→ **Supplied material**
___
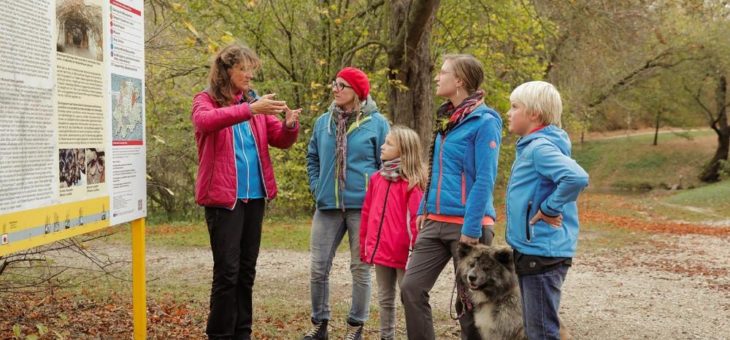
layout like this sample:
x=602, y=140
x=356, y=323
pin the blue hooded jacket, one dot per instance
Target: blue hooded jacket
x=464, y=170
x=364, y=139
x=544, y=177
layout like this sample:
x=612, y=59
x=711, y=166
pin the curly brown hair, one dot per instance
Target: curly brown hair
x=219, y=82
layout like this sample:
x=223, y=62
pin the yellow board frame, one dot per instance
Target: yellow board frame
x=37, y=217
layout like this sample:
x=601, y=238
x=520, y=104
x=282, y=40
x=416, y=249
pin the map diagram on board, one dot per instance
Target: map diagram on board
x=127, y=107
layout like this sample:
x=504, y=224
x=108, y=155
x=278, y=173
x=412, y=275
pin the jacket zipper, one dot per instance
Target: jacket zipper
x=235, y=167
x=441, y=169
x=258, y=152
x=380, y=227
x=463, y=188
x=351, y=129
x=527, y=221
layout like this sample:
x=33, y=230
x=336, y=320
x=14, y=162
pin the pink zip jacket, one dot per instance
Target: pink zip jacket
x=388, y=222
x=215, y=185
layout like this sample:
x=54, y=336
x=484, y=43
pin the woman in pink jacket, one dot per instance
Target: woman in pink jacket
x=388, y=220
x=233, y=130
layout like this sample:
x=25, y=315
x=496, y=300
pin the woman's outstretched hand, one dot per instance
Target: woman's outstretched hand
x=268, y=106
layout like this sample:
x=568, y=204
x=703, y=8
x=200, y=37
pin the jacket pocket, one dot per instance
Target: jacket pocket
x=463, y=188
x=528, y=233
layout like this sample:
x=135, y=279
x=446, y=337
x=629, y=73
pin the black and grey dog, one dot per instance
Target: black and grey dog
x=494, y=291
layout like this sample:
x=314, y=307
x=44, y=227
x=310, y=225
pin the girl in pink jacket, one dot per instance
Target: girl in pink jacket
x=388, y=222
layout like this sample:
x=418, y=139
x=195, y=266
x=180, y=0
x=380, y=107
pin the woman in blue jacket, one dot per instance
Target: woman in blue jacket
x=343, y=152
x=458, y=203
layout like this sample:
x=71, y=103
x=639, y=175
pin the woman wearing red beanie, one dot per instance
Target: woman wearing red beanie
x=343, y=152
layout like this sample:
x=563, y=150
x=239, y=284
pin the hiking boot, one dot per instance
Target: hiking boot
x=318, y=331
x=354, y=332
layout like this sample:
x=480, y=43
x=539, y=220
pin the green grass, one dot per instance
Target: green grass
x=715, y=197
x=633, y=163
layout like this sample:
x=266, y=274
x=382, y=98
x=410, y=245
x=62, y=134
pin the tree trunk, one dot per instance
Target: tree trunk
x=409, y=60
x=711, y=173
x=656, y=128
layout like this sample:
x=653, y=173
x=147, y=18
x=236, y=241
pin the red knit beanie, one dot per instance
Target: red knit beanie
x=357, y=79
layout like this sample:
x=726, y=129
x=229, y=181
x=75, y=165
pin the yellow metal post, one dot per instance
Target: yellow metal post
x=139, y=293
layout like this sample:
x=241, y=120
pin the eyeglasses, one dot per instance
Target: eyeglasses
x=339, y=86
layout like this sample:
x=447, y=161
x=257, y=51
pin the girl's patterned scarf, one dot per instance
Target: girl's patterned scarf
x=447, y=116
x=391, y=170
x=343, y=119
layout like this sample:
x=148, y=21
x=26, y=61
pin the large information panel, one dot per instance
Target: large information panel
x=72, y=118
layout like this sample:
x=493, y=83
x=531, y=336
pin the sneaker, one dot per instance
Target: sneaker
x=354, y=332
x=318, y=331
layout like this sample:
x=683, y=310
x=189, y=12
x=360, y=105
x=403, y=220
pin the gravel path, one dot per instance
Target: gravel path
x=670, y=287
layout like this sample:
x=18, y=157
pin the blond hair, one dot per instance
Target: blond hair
x=468, y=69
x=219, y=82
x=412, y=167
x=541, y=98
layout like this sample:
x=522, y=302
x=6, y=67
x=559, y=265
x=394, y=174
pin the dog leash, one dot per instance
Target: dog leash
x=465, y=301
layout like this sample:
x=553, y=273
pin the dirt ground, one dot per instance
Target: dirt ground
x=668, y=287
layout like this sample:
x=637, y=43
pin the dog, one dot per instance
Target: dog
x=494, y=291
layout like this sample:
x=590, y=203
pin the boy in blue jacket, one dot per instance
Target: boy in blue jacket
x=542, y=215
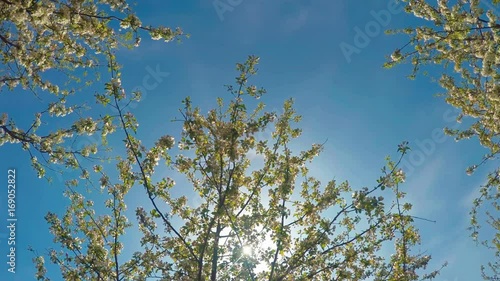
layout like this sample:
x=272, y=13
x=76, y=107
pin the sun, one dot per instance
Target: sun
x=247, y=250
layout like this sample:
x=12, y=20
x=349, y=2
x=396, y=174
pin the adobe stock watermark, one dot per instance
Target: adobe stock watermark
x=373, y=28
x=223, y=6
x=422, y=149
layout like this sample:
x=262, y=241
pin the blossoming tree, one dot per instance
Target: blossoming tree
x=463, y=37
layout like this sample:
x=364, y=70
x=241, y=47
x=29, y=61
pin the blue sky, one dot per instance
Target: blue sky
x=362, y=109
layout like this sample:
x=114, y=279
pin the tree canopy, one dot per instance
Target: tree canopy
x=251, y=210
x=463, y=38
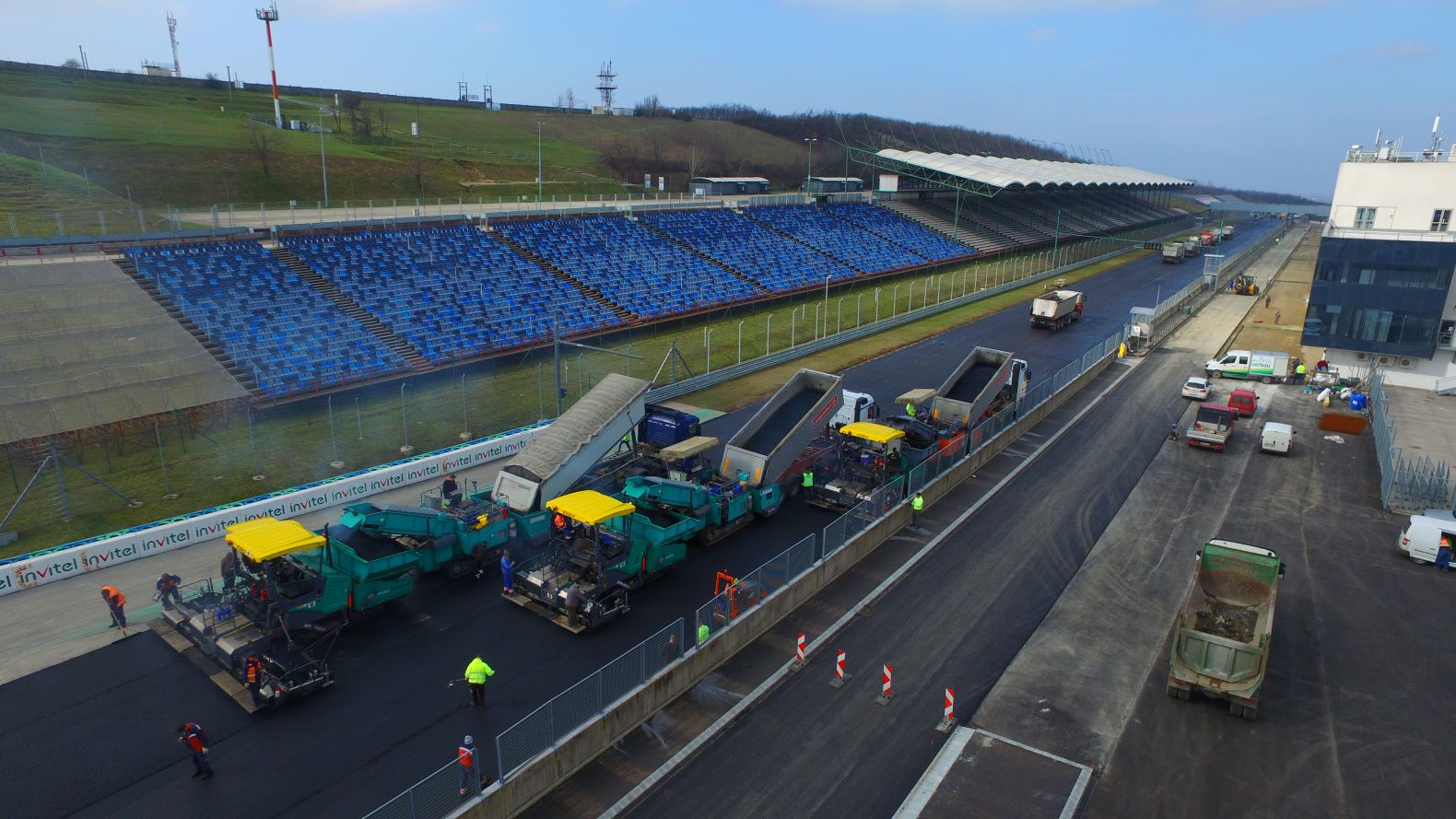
___
→ **Task prompt**
Print exactly the lines above, between the one holding "x=382, y=98" and the one holding "pin the girl's", inclusive, and nothing besides.

→ **Result for this task**
x=382, y=98
x=410, y=245
x=62, y=134
pin the tree trunk, one dot per instance
Target: tree trunk
x=409, y=60
x=711, y=173
x=656, y=128
layout like this sample:
x=653, y=173
x=147, y=18
x=236, y=241
pin the red knit beanie, one dot per instance
Target: red knit beanie
x=357, y=79
layout like this sample:
x=726, y=129
x=229, y=181
x=75, y=165
pin the yellow metal post, one dot per instance
Target: yellow metal post
x=139, y=293
layout like this sample:
x=241, y=120
pin the eyeglasses, one dot per instance
Target: eyeglasses
x=339, y=86
layout like this sample:
x=447, y=161
x=257, y=51
pin the girl's patterned scarf, one dot per instance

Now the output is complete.